> [Consigne] Recopiez le passage sur les manifestations étudiantes de «En plus de réclamer» à «partisans des manifestants.», en changeant «représailles» en «riposte».

> [Passage fourni]
┌──

Tôt vendredi, la police a démantelé sans heurts un campement à l'université de New York (NYU), à la demande de l'établissement.

A l'Université de Chicago, l'administration, qui a fait état sur X d'«informations sur des altercations physiques» sur son campus, a indiqué dans un communiqué que faute d'un accord avec les protestataires, le moment était venu de disperser le rassemblement.

Les protestataires à l'université de Riverside, en Californie (ouest), sont parvenus à un accord avec l'administration et devaient mettre fin à leur mouvement avant 00H00 samedi (07H00 GMT). Des compromis similaires avaient permis l'évacuation sans heurts des universités Rutgers (New Jersey, est) et Brown (Rhode Island, est).

Sur d'autres campus, les forces de l'ordre sont intervenues manu militari ces derniers jours, comme à Columbia à New York et à UCLA à Los Angeles.

Près de 2.000 personnes en tout ont été interpellées, selon un bilan établi par plusieurs médias américains.

Très critiquée par des étudiants et au sein du corps enseignant pour avoir deux fois appelé la police à intervenir - des images qui ont fait le tour du monde - la présidente de Columbia, Minouche Shafik, a évoqué la «tourmente» dans son établissement.

«Ces deux dernières semaines ont été parmi les plus difficiles de l'histoire de Columbia», a-t-elle dit dans une vidéo publiée vendredi sur les réseaux sociaux, affirmant que l'occupation d'un bâtiment par des étudiants avait été «un acte violent».

«Nous avons beaucoup à faire, mais je m'engage à oeuvrer chaque jour et avec chacun d'entre vous pour reconstruire la communauté sur notre campus», a-t-elle ajouté.

Depuis le 17 avril, une nouvelle vague de mobilisation pour Gaza déferle sur les campus américains, évoquant, dans une moindre ampleur, les manifestations contre la guerre du Vietnam dans les années 1960-70.

En plus de réclamer la fin du conflit à Gaza, ces étudiants appellent les universités à rompre leurs relations avec Israël et à se désengager de leurs investissements en lien avec ce pays.

Ils dénoncent aussi l'appui quasi inconditionnel des Etats-Unis à leur allié.

Israël est engagé dans une offensive massive dans la bande de Gaza, en représailles à l'attaque du Hamas le 7 octobre sur son sol.

- Vietnam -

Jeudi, lors d'une courte allocution, le président démocrate Joe Biden, longtemps muet sur les manifestations, a martelé que «l'ordre devait prévaloir».

Cela lui a valu à la fois les critiques de la droite, qui l'a jugé trop complaisant, et l'indignation des partisans des manifestants.

«Il existe un droit à manifester, pas un droit à provoquer le chaos», a lancé l'octogénaire, candidat face au républicain Donald Trump à la présidentielle de novembre.

Son ministre de l'Education, Miguel Cardona, a envoyé selon la chaîne CNN une lettre à des dirigeants d'universités dans laquelle il se dit «incroyablement préoccupé par les informations sur de la haine antisémite à l'encontre d'étudiants sur certains campus».

└──

> [Informations affichées]
┌──

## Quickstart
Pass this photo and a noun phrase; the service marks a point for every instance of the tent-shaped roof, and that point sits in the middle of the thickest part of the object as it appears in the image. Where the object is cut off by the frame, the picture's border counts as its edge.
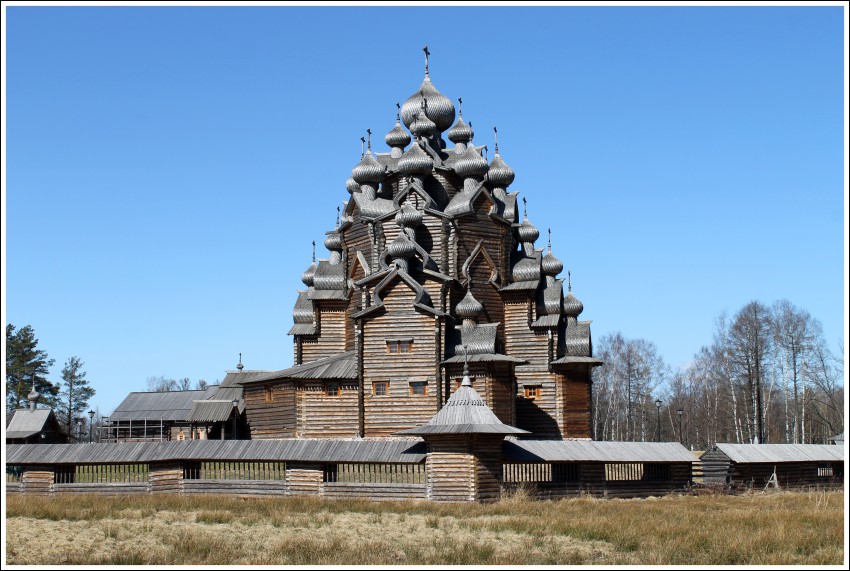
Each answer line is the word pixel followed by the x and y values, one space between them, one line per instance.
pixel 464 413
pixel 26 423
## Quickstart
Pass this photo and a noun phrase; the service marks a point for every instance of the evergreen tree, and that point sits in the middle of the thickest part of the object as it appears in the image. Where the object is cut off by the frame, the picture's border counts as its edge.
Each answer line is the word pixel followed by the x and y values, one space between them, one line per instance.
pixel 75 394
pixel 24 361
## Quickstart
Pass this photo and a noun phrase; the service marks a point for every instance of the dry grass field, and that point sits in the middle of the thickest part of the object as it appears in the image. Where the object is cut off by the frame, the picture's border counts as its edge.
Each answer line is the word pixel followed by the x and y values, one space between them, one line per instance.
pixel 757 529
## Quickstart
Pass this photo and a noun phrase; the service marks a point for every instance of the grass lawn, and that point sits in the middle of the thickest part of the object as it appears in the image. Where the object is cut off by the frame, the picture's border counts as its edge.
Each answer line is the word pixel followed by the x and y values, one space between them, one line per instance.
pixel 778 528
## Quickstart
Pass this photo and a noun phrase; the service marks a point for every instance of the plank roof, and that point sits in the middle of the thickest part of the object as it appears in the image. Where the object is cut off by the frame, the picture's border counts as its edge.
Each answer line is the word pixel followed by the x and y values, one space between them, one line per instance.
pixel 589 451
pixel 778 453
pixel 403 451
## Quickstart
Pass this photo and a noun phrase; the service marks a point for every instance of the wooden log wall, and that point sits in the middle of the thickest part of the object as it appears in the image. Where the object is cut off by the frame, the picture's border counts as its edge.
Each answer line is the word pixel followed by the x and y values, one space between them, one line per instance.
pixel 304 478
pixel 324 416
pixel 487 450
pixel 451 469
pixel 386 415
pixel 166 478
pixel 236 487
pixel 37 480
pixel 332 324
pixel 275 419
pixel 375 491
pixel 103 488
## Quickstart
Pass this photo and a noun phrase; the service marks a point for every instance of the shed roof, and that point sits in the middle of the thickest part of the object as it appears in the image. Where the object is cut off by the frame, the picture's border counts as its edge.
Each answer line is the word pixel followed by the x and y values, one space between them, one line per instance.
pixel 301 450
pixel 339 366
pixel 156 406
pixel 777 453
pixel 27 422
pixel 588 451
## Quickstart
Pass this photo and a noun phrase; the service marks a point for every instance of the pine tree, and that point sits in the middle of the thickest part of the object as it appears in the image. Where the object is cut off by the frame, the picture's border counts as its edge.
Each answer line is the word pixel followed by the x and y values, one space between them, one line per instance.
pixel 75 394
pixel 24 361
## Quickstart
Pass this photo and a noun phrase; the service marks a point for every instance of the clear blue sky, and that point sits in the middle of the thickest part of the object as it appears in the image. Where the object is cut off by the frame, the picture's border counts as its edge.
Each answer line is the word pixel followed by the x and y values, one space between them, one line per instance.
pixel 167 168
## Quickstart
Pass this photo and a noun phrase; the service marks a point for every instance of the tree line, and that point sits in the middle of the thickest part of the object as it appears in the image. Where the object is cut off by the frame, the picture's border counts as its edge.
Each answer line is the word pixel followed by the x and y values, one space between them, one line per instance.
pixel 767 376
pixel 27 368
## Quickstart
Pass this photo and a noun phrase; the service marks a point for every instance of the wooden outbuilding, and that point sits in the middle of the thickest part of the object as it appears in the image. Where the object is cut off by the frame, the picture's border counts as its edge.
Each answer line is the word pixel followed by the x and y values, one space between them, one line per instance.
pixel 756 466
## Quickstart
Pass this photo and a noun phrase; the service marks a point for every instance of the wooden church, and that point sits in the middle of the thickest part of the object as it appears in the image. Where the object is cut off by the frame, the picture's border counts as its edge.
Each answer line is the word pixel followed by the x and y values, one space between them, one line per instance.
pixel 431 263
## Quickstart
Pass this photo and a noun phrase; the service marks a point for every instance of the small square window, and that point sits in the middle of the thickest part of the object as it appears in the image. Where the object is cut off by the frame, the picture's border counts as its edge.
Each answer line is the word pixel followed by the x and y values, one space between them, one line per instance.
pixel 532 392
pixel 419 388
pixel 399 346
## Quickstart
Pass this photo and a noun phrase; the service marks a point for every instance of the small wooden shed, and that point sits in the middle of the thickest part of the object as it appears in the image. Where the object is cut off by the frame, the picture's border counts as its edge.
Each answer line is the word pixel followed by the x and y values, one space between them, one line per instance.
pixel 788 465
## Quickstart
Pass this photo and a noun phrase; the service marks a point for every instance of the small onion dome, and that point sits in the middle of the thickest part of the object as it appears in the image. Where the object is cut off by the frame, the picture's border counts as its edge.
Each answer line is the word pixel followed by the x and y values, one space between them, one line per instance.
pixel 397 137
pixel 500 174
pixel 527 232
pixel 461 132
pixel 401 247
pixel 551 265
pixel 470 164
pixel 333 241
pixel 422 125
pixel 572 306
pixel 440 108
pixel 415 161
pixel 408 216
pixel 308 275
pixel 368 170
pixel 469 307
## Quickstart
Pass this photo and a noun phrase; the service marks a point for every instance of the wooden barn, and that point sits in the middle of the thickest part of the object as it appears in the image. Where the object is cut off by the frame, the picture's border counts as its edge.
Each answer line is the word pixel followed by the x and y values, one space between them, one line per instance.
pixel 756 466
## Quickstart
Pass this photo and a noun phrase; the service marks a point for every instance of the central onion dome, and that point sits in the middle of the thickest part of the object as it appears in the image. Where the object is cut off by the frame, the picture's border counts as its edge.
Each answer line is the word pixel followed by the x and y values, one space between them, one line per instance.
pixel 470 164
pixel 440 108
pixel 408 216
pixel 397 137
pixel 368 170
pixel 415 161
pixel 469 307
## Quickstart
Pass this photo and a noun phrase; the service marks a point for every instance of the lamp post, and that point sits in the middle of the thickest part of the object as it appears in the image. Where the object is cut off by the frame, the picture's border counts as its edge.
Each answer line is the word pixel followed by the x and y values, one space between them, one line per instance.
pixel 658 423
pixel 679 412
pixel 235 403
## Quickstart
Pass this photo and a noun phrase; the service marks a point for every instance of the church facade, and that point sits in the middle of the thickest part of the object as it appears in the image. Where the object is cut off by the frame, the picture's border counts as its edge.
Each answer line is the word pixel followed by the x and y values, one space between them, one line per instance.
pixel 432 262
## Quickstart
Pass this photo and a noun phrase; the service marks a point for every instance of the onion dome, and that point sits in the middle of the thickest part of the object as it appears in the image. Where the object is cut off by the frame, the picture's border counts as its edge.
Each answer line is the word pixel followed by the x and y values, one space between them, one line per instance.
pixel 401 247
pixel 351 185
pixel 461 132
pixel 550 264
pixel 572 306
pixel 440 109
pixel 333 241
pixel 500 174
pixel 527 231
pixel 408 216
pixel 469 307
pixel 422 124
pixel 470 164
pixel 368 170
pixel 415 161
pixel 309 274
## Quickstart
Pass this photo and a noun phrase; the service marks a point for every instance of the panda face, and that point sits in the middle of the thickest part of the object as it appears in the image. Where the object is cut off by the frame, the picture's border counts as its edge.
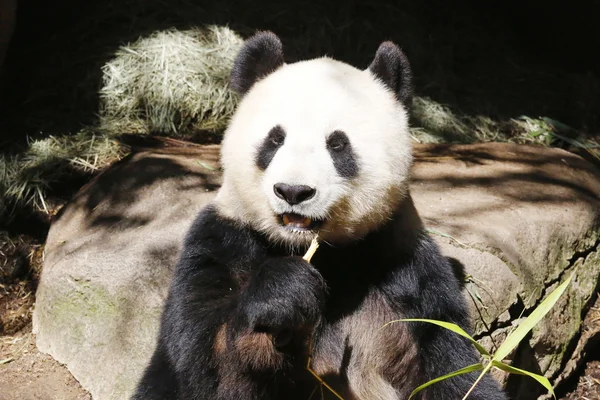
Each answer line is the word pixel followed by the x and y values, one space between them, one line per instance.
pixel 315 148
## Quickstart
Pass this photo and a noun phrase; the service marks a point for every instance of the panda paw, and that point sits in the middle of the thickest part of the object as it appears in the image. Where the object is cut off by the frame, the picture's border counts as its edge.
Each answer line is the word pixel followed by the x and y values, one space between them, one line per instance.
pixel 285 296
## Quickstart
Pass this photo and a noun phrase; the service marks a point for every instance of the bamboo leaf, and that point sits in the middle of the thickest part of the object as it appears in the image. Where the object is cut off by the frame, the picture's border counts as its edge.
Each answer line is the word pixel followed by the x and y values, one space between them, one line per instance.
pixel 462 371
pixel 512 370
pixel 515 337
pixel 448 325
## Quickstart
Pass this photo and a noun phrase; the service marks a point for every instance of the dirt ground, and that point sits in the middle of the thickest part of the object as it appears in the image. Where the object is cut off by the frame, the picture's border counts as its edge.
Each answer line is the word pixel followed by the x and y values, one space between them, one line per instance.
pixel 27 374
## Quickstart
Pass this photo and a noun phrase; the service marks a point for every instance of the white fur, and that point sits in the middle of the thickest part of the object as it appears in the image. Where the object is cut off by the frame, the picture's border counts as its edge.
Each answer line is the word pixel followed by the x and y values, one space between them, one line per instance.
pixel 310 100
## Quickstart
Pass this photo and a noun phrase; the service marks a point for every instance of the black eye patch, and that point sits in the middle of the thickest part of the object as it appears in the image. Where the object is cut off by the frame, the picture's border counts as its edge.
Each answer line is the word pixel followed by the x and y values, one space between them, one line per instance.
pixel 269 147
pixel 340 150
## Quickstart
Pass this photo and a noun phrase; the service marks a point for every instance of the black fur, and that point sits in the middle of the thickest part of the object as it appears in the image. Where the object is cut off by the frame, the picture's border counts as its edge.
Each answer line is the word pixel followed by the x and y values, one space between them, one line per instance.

└──

> [Résultat]
En plus de réclamer la fin du conflit à Gaza, ces étudiants appellent les universités à rompre leurs relations avec Israël et à se désengager de leurs investissements en lien avec ce pays.

Ils dénoncent aussi l'appui quasi inconditionnel des Etats-Unis à leur allié.

Israël est engagé dans une offensive massive dans la bande de Gaza, en riposte à l'attaque du Hamas le 7 octobre sur son sol.

- Vietnam -

Jeudi, lors d'une courte allocution, le président démocrate Joe Biden, longtemps muet sur les manifestations, a martelé que «l'ordre devait prévaloir».

Cela lui a valu à la fois les critiques de la droite, qui l'a jugé trop complaisant, et l'indignation des partisans des manifestants.